_Try it_
In the records below, find the line that contains "positive clicks: (36, 38) (48, 34)" and the line that contains "2L2 1L10 73L25", then retype exactly those two lines and every line between them.
[Start of section]
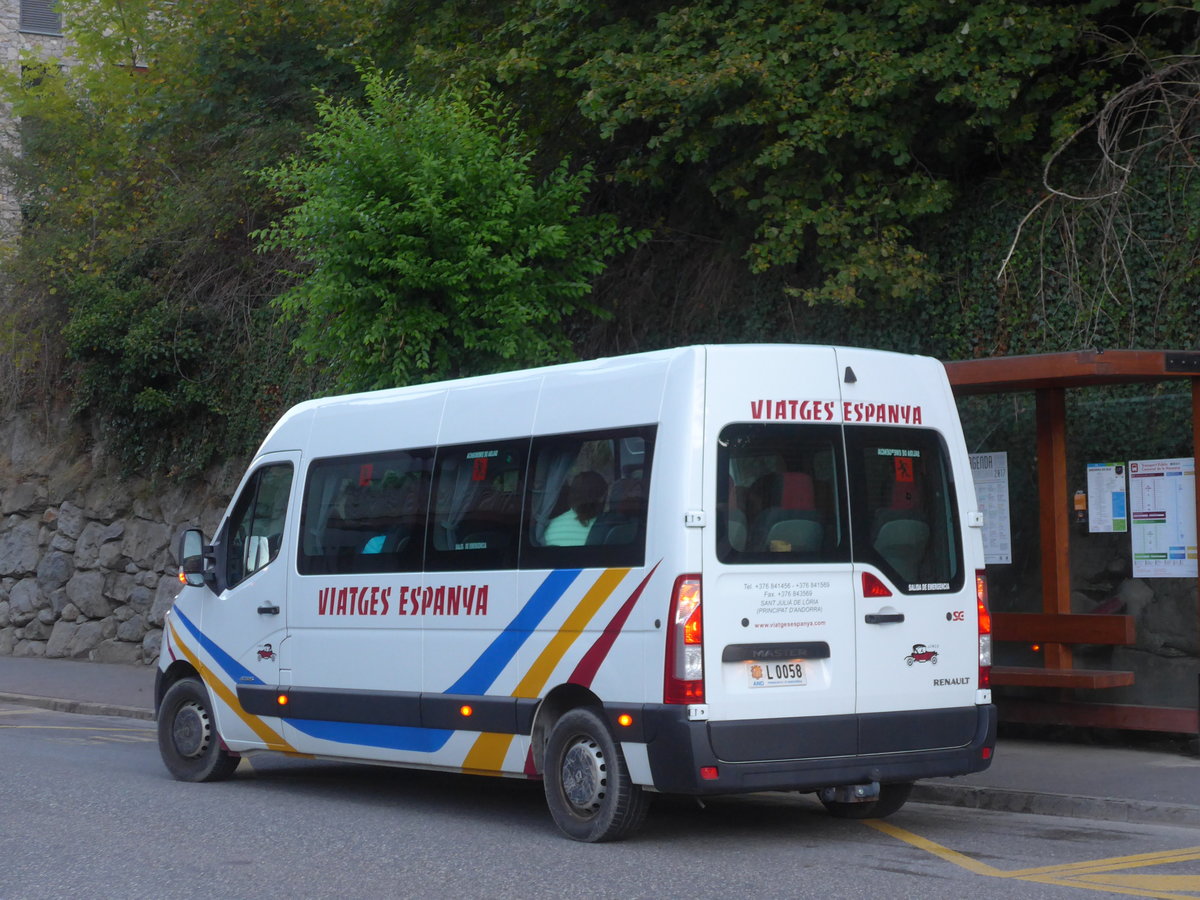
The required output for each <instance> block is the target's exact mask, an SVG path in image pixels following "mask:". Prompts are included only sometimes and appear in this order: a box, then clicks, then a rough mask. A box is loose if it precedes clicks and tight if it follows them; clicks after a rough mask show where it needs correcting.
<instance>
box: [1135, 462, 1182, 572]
mask: <svg viewBox="0 0 1200 900" xmlns="http://www.w3.org/2000/svg"><path fill="white" fill-rule="evenodd" d="M1195 479H1196V467H1195V460H1189V458H1180V460H1136V461H1132V462H1130V463H1129V512H1130V514H1132V516H1133V518H1132V527H1130V529H1129V536H1130V540H1132V542H1133V576H1134V577H1135V578H1194V577H1196V492H1195Z"/></svg>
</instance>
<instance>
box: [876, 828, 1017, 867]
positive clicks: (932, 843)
mask: <svg viewBox="0 0 1200 900" xmlns="http://www.w3.org/2000/svg"><path fill="white" fill-rule="evenodd" d="M864 824H868V826H870V827H871V828H874V829H875V830H876V832H883V833H884V834H888V835H892V836H893V838H895V839H896V840H901V841H904V842H905V844H910V845H912V846H913V847H917V848H918V850H924V851H925V852H926V853H932V854H934V856H935V857H941V858H942V859H944V860H946V862H948V863H954V864H955V865H958V866H960V868H962V869H966V870H967V871H971V872H974V874H976V875H988V876H990V877H994V878H1004V877H1007V876H1008V872H1006V871H1004V870H1003V869H997V868H995V866H992V865H988V864H986V863H980V862H979V860H978V859H972V858H971V857H968V856H966V854H964V853H959V852H958V851H956V850H950V848H949V847H943V846H942V845H941V844H935V842H934V841H931V840H929V839H928V838H922V836H920V835H919V834H913V833H912V832H906V830H905V829H904V828H898V827H896V826H894V824H890V823H888V822H884V821H882V820H880V818H869V820H866V821H865V822H864Z"/></svg>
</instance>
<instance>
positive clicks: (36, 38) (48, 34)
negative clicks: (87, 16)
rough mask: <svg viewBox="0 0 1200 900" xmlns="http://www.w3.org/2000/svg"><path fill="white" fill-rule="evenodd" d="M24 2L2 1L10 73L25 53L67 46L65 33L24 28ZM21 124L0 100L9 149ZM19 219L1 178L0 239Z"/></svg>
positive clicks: (5, 39) (1, 123)
mask: <svg viewBox="0 0 1200 900" xmlns="http://www.w3.org/2000/svg"><path fill="white" fill-rule="evenodd" d="M25 1H26V0H0V65H2V66H4V67H5V70H6V71H8V72H16V71H19V68H20V60H22V56H23V54H24V53H26V52H28V53H36V54H38V55H42V56H62V55H64V53H65V50H66V46H67V38H66V37H64V36H62V35H52V34H42V32H40V31H32V30H29V29H28V28H26V29H25V30H23V29H22V6H23V2H25ZM46 30H49V29H46ZM18 126H19V122H18V121H17V120H16V119H14V118H13V115H12V109H11V108H10V107H8V104H5V103H0V143H2V144H4V146H5V148H6V149H7V148H11V146H13V145H14V144H16V142H17V138H18ZM19 220H20V210H19V206H18V204H17V198H16V197H14V196H13V191H12V186H11V185H10V184H7V182H6V181H4V180H2V179H0V239H2V238H5V236H7V235H10V234H12V233H13V232H14V230H16V229H17V228H18V226H19Z"/></svg>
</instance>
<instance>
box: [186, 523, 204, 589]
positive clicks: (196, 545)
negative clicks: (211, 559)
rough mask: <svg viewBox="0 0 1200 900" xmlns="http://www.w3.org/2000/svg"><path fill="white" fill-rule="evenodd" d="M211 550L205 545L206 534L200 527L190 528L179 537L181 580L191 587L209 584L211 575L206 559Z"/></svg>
mask: <svg viewBox="0 0 1200 900" xmlns="http://www.w3.org/2000/svg"><path fill="white" fill-rule="evenodd" d="M209 558H211V550H210V548H209V547H205V546H204V535H203V534H200V530H199V529H198V528H188V529H187V530H186V532H184V533H182V534H181V535H180V538H179V580H180V581H181V582H184V583H185V584H190V586H191V587H200V586H204V584H208V583H209V581H210V577H211V576H210V575H209V571H208V568H206V566H205V564H204V563H205V560H206V559H209Z"/></svg>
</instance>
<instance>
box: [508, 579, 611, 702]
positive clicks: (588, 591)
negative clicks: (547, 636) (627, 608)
mask: <svg viewBox="0 0 1200 900" xmlns="http://www.w3.org/2000/svg"><path fill="white" fill-rule="evenodd" d="M626 575H629V569H606V570H605V571H604V572H601V575H600V577H599V578H596V581H595V583H594V584H593V586H592V587H590V588H589V589H588V593H586V594H584V595H583V599H582V600H580V602H578V606H576V607H575V608H574V610H572V611H571V614H570V616H568V617H566V622H564V623H563V626H562V628H560V629H559V630H558V634H557V635H554V636H553V637H552V638H550V643H547V644H546V649H544V650H542V652H541V653H540V654H538V659H536V661H534V664H533V665H532V666H529V671H528V672H527V673H526V677H524V678H522V679H521V682H520V683H518V684H517V686H516V690H514V691H512V696H514V697H538V696H540V695H541V689H542V688H545V686H546V682H548V680H550V674H551V672H553V671H554V667H556V666H557V665H558V664H559V662H562V661H563V656H565V655H566V650H568V649H569V648H570V646H571V644H572V643H575V641H576V640H577V638H578V636H580V635H581V634H583V628H584V626H586V625H587V624H588V623H589V622H590V620H592V617H593V616H595V614H596V613H598V612H600V607H601V606H604V605H605V601H606V600H607V599H608V598H610V596H612V592H613V590H616V589H617V586H618V584H620V581H622V578H624V577H625V576H626Z"/></svg>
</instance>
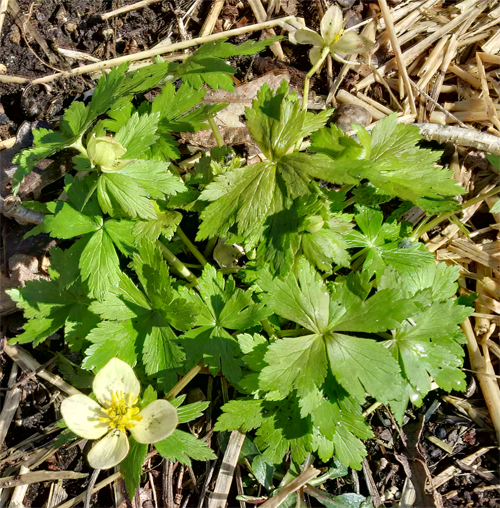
[End of section]
_Exercise response_
positive clicks: (36, 38) (48, 34)
negative clicks: (87, 16)
rough mask: <svg viewBox="0 0 1200 900" xmlns="http://www.w3.org/2000/svg"><path fill="white" fill-rule="evenodd" d="M24 2L2 1L10 73L25 53L67 46L65 33L24 28ZM21 124L0 100L9 149ZM19 219L1 178L0 239Z"/></svg>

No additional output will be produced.